> **TASKS**:
1: For each statement below, say whether the comparison of Kin and Pi agrees with it. Answer yes or no, and quote the words that decide it. (a) Users can customize Kin's tone of voice. (b) Pi can already show its users exactly what it knows about them. (c) Pi is best for people who want a personal AI companion that can do a bit of everything.
2: The comparison of Kin and Pi says reminders from Kin will make its future suggestions more powerful. In one to three sentences, explain the reason it gives.
3: Continue the comparison of the Kin and Pi AI assistants, starting after its last sentence.

It sounds like a small feature, but it isn’t something Pi can do, and being reminded by Kin to keep on top of things with Kin not only helps users stay on track—it boosts their interactions with Kin, which will only make its future suggestions more powerful.Tone Customisation: Unlike Pi, Kin’s tone of voice is also fully user-customizable, so users can ask Kin to talk to them in whatever way they find most helpful. Whether that’s making more suggestions, being more complimentary, or speaking like a 1920s gangster, Kin’s custom tone-prompting allows it to do almost anything. It’s all about fitting the user.
Dedication to the modern worker: All of this means that Kin is more dedicated to the modern worker than any other personal AI. Rather than acting as a generalised personal chatbot, like Pi, Kin is equipped to focus on its role as a career coach, mentor, and supportive colleague. Its advanced memory helps it recognise actual patterns in its users’ professional and personal lives, and provide suggestions based on their current desires, their previous experiences, and what’s worked before.
The best part being, of course, that Kin does all of this while prioritising the secure and transparent use of its users’ data. Though Pi is working on something similar, Kin can already show its users exactly what it knows about them, and give them complete control over what Kin can keep and what it should delete.
With all that in mind, who would benefit the most from each AI?
Who is Pi for?
Pi is best for those looking for a personal AI companion who can do a bit of everything.
Pi is designed to be virtual company in all situations, from supporting those who need to vent, to helping someone explore the day’s news, to playing a game to kill some time.

> **MATERIAL SHOWN**:

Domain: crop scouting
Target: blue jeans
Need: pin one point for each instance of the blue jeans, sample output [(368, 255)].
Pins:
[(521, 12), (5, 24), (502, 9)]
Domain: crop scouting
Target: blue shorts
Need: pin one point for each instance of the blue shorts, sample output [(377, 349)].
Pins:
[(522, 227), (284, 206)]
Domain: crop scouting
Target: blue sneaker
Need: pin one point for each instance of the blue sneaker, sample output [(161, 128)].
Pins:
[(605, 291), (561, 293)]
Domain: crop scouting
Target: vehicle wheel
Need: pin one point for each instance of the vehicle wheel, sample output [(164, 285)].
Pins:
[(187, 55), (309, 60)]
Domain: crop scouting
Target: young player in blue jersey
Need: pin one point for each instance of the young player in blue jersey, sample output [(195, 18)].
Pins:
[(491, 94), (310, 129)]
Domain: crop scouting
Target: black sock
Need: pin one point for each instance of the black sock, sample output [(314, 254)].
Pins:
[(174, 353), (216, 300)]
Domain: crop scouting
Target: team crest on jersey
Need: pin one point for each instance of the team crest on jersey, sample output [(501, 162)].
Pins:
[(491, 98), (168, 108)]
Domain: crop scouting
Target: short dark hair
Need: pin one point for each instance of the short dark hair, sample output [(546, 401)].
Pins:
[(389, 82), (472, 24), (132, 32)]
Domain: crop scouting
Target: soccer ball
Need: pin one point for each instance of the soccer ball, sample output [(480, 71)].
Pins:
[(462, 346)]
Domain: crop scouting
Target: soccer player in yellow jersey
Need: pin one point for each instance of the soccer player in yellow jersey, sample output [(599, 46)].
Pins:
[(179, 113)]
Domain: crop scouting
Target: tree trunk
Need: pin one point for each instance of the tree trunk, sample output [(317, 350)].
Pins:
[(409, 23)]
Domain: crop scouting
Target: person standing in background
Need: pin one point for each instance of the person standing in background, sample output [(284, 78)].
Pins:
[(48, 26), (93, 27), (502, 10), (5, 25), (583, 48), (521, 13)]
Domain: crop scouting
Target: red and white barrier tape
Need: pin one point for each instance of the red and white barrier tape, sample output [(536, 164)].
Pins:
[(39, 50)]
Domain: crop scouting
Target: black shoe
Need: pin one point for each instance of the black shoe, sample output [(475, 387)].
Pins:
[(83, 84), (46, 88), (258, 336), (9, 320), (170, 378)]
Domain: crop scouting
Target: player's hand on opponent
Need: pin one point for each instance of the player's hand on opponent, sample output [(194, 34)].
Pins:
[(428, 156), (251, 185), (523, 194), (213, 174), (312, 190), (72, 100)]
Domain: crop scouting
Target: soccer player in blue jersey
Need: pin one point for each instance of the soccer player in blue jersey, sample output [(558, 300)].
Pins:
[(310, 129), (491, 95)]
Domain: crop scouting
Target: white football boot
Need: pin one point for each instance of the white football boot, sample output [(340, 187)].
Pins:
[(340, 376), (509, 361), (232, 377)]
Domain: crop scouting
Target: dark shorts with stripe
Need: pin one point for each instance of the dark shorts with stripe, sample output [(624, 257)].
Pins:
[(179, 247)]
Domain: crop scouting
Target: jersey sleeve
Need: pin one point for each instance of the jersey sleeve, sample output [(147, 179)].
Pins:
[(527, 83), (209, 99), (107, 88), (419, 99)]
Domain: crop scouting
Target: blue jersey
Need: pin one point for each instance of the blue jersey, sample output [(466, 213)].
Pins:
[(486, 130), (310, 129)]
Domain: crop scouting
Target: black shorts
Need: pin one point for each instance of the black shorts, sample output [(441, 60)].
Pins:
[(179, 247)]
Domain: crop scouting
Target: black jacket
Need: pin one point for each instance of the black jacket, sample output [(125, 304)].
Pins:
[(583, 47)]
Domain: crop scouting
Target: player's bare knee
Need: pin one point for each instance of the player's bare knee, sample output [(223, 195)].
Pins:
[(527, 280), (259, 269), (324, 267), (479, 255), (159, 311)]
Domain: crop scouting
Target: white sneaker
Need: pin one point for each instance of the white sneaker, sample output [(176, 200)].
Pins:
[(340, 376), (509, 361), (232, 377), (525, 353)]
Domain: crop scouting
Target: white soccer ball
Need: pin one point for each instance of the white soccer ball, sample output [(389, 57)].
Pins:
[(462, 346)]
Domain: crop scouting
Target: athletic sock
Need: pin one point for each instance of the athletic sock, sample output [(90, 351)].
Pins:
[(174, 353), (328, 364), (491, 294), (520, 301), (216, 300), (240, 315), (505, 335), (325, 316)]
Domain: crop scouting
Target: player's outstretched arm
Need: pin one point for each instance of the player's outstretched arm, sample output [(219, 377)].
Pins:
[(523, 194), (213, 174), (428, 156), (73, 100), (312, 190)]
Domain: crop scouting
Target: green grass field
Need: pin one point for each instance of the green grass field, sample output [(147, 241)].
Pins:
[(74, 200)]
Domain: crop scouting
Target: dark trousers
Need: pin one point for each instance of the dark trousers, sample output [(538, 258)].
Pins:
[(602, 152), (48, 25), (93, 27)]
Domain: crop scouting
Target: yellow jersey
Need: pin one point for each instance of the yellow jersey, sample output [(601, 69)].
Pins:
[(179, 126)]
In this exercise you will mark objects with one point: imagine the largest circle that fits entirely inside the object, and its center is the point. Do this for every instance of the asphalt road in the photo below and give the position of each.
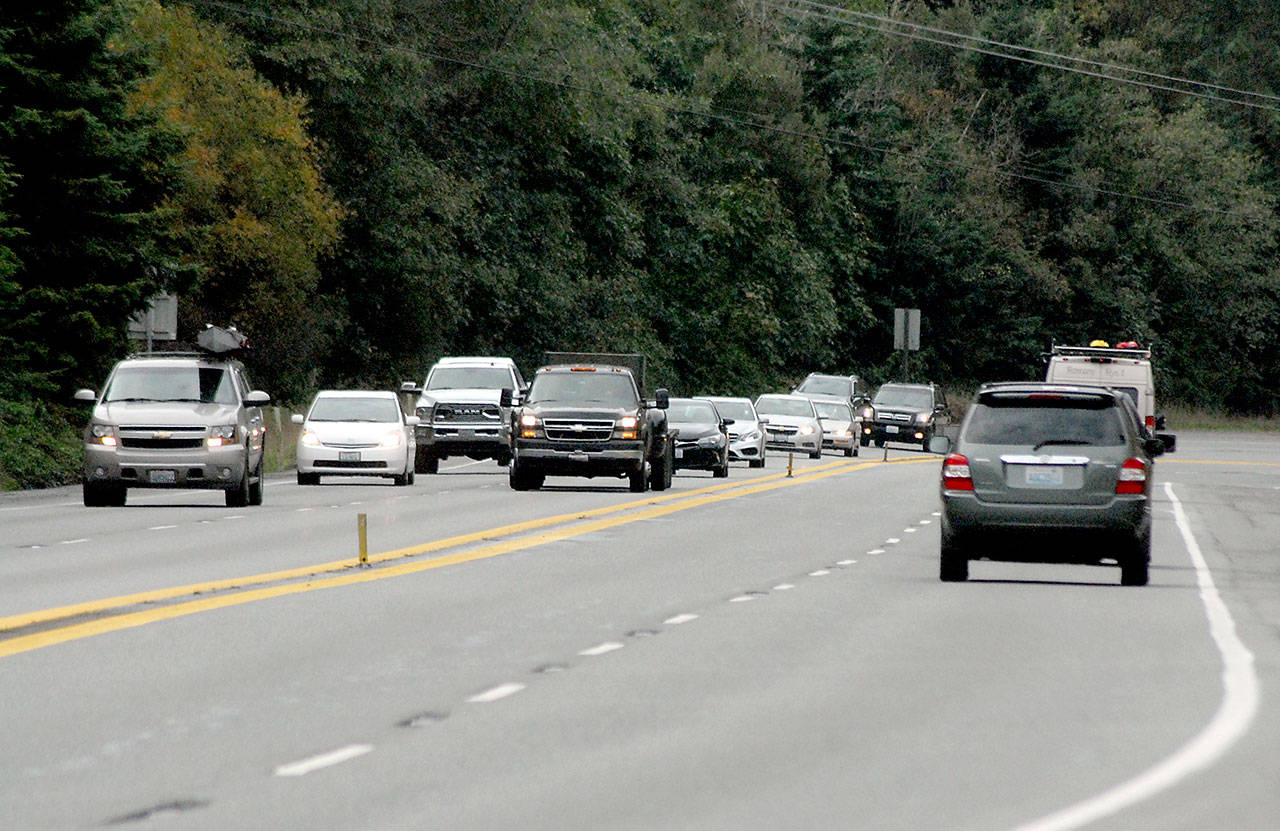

> **TASK-BY-TASK RESULTS**:
1:
(a) Yes: "Kin’s tone of voice is also fully user-customizable"
(b) No: "Though Pi is working on something similar, Kin can already show its users exactly what it knows about them"
(c) Yes: "Pi is best for those looking for a personal AI companion who can do a bit of everything."

2: Reminders from Kin boost users' interactions with Kin. According to the text, that added interaction will make its future suggestions more powerful. The reminders also help users stay on track.

3:
It’s emotionally-intelligent and friendly to speak to, but its relatively simple memory means detailed, long-term support may be difficult to receive from it.
Who is Kin for?
Kin is for people looking to grow as people and as professionals.
Kin’s conversational approach, semantic episodic memory, and other features allow it to excel as a pocket-sized career coach, mentor, and supportive colleague. While Kin can also support those in need of venting and exploring news, its real power lies in memory.
Kin can work with its users over long timescales to recognize personal patterns, build personalised action plans, and track their efficacy—which all makes Kin a powerful tool for users looking to be the best versions of themselves.
How Kin Will Stay Unique
We don’t just want to be the most private, most user-centric, and most transparent personal AI on the market—we want to keep that title.
So, it’s something we’re demonstrably working towards, with examples like our move to fully open-source LLMs, which enable us to control and show exactly what Kin is doing with user data.
Of course, we’re not saying that Pi isn’t also dedicated to data security—but rather, that we’re making what Kin knows about its users, and what it’s doing with that data, clearer than any other personal AI service on the market.
This is a philosophy that we’re carrying into our development, too. Our closed beta features a public roadmap, where anyone can see what features are planned, being worked on, and already added based on user feedback—feedback which anyone can add by becoming a beta tester through our website.
In that spirit, we’re always exploring new data protection methods, and have had our proverbial eye on emerging technology like Fully Homogeneous Encryption for a while. As soon as it’s feasible, we’d like to be using it, so that you can be even more sure that whatever you tell Kin stays between just you and Kin
Really, what we want to stress is Kin is being made with its users at the centre, not its developers. Our users are in complete control of what data they’re providing to Kin, and how Kin uses it—not us. We see Kin as something that adapts to fit its users’ needs and desires, always learning and growing to best support the modern worker in the AI age.